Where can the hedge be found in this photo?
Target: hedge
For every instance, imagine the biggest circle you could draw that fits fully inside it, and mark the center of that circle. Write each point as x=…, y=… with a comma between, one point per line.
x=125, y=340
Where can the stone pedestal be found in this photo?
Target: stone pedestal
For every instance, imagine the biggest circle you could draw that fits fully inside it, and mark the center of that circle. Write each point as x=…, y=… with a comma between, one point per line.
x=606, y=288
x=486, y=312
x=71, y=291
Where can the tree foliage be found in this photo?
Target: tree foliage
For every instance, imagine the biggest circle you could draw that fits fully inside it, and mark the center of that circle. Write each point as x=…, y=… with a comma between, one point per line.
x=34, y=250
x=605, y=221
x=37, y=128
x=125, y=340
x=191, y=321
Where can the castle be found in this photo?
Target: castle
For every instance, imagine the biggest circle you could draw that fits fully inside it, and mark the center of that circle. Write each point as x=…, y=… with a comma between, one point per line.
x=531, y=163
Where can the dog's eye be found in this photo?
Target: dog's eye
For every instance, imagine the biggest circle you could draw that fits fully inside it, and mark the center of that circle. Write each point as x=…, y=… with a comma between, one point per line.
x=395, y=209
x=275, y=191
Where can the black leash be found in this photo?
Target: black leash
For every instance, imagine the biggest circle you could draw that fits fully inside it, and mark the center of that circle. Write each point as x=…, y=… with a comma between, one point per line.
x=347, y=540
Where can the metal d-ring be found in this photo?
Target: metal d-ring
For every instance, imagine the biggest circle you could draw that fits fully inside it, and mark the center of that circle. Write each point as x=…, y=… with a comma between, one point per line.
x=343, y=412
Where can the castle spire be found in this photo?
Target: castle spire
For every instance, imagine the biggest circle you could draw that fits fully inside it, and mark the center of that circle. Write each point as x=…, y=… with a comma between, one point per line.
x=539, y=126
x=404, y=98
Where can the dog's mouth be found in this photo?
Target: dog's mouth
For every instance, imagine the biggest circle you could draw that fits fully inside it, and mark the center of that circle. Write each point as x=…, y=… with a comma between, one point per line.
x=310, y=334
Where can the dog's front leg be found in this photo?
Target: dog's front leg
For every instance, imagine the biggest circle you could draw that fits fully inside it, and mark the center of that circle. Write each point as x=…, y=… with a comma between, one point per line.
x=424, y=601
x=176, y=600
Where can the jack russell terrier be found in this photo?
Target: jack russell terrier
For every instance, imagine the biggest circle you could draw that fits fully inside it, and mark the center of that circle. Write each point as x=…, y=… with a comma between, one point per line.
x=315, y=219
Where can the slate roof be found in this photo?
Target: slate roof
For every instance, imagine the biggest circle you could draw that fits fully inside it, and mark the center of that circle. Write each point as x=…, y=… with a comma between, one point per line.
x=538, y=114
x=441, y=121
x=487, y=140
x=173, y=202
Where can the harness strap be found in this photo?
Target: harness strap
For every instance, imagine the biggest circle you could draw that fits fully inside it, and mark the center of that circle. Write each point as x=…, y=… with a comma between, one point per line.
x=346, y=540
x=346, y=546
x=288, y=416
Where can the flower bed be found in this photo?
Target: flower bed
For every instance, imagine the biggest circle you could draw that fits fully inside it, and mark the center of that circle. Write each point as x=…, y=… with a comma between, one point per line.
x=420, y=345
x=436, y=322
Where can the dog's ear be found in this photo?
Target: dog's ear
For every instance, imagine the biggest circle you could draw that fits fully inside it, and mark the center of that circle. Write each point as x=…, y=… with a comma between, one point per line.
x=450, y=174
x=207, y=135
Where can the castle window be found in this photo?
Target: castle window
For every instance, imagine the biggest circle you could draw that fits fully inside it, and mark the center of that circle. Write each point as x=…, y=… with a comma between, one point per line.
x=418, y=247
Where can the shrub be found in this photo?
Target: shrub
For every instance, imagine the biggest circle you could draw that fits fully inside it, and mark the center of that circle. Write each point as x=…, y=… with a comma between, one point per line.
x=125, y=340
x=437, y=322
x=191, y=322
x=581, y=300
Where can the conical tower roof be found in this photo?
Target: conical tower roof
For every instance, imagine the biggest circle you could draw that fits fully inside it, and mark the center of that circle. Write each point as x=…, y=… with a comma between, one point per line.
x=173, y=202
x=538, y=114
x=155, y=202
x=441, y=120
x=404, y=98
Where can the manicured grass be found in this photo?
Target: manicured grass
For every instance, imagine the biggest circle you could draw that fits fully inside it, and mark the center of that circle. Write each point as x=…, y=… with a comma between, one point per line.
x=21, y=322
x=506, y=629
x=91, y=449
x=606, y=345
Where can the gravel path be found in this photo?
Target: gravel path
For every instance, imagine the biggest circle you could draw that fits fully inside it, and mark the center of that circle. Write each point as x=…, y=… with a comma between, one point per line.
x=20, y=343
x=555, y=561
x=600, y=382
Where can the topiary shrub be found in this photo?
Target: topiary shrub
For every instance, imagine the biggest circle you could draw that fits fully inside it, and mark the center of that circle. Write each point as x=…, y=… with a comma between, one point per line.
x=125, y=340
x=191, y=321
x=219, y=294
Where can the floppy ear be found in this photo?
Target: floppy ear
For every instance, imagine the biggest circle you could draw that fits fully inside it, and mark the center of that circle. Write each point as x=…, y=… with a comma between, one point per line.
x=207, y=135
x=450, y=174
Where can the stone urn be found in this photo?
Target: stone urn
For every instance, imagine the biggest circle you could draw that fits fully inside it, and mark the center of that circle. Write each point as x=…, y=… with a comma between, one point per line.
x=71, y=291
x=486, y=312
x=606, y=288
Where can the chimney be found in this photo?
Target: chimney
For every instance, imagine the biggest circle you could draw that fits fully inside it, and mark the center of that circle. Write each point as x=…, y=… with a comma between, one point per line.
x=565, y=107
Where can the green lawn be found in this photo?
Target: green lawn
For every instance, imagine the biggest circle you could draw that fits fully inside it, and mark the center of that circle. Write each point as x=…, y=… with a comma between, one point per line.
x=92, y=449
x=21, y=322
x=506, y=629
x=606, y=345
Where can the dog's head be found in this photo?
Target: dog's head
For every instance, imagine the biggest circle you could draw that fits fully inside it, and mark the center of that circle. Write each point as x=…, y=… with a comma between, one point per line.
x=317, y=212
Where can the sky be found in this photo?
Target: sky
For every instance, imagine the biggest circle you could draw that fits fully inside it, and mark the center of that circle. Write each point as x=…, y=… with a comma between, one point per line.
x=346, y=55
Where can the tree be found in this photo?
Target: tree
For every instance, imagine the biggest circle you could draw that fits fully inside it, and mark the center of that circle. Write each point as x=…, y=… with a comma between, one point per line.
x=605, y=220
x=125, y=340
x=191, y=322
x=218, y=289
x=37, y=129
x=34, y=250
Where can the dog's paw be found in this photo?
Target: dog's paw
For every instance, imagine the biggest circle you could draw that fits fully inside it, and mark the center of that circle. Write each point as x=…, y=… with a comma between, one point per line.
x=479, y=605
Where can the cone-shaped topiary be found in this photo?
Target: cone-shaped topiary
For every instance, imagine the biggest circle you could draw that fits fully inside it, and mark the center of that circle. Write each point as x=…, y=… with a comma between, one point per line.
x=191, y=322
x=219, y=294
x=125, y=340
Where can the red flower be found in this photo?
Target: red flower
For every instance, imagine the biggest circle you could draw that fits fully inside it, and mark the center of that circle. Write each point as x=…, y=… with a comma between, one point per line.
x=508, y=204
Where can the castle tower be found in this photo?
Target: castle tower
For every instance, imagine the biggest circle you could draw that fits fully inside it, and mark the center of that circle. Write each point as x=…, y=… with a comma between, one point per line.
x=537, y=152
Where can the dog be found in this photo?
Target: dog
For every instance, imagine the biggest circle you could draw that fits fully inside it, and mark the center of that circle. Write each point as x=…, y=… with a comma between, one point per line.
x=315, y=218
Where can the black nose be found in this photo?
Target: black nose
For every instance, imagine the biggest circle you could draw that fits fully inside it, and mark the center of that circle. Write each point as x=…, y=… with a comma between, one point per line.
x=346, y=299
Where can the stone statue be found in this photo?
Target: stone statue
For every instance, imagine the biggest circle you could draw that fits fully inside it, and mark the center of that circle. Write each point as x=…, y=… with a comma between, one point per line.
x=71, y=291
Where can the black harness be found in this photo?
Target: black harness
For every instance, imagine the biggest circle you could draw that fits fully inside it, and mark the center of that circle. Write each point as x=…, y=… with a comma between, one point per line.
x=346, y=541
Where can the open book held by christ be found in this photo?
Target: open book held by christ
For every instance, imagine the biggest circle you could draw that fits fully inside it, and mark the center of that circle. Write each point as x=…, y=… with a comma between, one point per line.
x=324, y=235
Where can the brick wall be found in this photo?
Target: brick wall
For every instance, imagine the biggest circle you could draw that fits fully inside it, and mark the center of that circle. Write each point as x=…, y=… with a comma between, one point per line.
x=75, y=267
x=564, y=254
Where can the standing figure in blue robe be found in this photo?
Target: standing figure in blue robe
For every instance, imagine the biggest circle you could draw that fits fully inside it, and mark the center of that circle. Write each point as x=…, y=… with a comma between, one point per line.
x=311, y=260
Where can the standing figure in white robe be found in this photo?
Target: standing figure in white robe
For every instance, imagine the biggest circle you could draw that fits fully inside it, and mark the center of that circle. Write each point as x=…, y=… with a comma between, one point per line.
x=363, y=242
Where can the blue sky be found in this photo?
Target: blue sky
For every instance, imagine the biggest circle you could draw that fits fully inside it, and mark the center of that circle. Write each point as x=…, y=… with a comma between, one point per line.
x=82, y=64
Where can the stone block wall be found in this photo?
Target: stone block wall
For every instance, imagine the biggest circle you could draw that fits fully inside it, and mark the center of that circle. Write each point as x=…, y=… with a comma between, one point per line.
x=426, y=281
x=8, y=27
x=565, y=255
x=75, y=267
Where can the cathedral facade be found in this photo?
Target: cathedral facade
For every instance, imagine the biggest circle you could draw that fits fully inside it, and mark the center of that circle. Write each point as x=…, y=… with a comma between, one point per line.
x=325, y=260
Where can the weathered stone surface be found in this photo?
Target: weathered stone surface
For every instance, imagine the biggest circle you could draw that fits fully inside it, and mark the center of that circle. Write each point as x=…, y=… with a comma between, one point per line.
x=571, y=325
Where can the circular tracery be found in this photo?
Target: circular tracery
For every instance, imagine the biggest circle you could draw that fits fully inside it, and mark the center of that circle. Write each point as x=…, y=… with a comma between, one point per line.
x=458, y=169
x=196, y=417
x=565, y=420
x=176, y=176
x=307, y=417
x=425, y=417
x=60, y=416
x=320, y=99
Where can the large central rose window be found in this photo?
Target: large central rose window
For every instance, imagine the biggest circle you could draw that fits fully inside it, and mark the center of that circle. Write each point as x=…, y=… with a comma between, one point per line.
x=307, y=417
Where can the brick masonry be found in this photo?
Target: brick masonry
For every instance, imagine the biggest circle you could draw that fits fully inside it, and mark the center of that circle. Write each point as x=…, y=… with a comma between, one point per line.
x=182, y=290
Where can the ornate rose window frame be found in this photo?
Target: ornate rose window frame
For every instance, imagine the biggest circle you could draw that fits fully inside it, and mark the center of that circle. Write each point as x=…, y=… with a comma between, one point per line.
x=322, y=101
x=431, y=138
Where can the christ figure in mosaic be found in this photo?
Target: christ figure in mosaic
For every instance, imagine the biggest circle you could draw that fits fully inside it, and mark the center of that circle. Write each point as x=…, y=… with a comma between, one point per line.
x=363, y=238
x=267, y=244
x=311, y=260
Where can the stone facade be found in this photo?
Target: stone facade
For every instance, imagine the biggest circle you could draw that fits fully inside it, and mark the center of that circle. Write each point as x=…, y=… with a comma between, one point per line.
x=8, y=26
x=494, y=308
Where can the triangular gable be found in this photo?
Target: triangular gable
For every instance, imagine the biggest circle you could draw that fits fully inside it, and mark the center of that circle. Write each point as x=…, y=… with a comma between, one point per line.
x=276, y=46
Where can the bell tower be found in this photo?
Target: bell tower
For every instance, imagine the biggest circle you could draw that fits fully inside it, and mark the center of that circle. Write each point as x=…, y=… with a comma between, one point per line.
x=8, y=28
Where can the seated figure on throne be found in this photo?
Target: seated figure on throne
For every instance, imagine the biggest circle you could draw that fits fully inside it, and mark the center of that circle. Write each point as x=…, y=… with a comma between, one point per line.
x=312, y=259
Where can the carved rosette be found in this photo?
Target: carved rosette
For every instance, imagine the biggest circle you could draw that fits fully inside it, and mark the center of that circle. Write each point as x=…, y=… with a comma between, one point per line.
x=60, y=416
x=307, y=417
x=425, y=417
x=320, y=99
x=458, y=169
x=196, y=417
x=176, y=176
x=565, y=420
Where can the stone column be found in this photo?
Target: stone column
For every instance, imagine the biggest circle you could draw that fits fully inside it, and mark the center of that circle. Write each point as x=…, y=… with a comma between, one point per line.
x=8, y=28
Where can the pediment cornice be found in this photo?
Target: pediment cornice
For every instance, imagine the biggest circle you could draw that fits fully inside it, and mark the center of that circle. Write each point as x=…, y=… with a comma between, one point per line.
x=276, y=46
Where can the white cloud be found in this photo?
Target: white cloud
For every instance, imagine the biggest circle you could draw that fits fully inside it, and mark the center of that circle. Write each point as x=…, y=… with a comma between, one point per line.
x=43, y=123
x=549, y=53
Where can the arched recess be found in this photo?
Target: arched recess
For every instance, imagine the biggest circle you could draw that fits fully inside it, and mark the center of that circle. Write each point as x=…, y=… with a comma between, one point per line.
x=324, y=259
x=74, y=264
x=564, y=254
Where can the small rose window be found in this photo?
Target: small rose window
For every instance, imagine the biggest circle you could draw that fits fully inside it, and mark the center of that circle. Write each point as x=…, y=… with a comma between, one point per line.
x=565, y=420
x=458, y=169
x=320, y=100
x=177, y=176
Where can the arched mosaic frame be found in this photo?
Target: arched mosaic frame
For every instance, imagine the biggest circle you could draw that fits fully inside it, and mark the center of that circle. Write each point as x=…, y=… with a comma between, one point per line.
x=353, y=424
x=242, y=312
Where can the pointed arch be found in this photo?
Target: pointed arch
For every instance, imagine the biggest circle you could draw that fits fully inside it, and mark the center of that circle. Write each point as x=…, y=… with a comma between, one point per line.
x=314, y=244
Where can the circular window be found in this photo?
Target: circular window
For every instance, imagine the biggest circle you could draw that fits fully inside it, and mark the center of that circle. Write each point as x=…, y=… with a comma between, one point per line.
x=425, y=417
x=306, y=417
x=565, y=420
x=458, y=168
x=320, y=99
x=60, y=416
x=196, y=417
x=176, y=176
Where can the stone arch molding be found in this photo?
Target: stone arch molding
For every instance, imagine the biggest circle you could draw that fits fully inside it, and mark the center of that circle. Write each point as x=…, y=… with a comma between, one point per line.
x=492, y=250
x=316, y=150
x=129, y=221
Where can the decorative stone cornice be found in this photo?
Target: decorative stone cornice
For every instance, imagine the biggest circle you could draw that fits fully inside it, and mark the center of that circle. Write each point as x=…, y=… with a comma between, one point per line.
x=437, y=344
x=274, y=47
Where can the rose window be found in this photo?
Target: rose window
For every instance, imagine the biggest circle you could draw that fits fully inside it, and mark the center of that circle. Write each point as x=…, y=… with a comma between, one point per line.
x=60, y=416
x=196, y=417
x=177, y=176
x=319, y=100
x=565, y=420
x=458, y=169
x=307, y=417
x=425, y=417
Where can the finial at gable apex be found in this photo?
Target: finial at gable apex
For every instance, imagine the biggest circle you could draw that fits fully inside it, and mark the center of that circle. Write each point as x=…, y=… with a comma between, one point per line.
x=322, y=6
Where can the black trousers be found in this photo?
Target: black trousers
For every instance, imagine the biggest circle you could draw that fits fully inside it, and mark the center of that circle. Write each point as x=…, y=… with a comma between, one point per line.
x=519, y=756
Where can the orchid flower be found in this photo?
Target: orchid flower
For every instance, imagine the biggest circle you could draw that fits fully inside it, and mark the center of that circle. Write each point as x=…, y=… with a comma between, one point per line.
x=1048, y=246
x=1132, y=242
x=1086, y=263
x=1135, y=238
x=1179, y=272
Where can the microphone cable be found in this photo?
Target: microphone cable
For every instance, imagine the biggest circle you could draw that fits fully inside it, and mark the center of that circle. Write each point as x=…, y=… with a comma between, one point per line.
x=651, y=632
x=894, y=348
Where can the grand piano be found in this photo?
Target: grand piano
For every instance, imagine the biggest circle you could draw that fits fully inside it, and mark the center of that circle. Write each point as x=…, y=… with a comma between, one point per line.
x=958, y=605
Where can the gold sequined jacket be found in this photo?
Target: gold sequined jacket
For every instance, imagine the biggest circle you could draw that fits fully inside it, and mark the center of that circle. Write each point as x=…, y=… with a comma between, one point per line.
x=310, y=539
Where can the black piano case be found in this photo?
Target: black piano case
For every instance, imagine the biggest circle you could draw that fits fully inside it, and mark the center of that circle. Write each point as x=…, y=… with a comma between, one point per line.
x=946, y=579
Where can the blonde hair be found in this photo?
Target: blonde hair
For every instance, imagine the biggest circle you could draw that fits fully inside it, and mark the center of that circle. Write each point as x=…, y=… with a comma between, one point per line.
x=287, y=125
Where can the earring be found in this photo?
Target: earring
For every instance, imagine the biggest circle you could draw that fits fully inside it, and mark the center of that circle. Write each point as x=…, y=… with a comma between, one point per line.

What you are asked to do: Above are the records; report each line in them that includes the word "terrier".

Answer to this problem:
Where can the jack russell terrier be found in this photo?
Target: jack russell terrier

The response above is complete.